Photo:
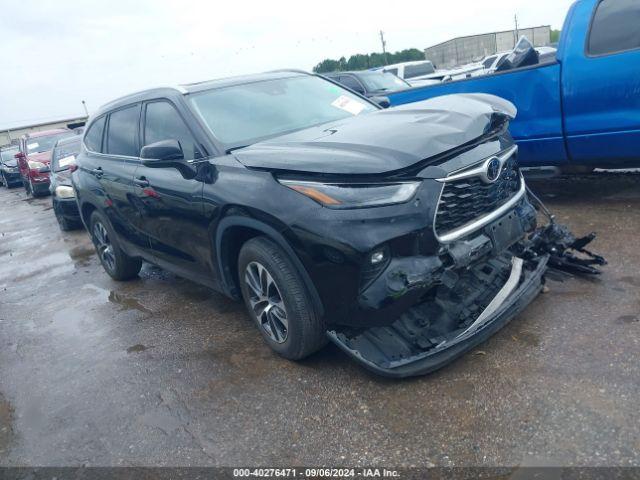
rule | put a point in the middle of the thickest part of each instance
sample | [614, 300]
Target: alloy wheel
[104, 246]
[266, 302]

:::

When you write out the data, keep every line exact and drop the pictures.

Photo:
rule | put a point in the middle of the thickest part of each instance
sample | [614, 300]
Target: alloy wheel
[104, 246]
[266, 302]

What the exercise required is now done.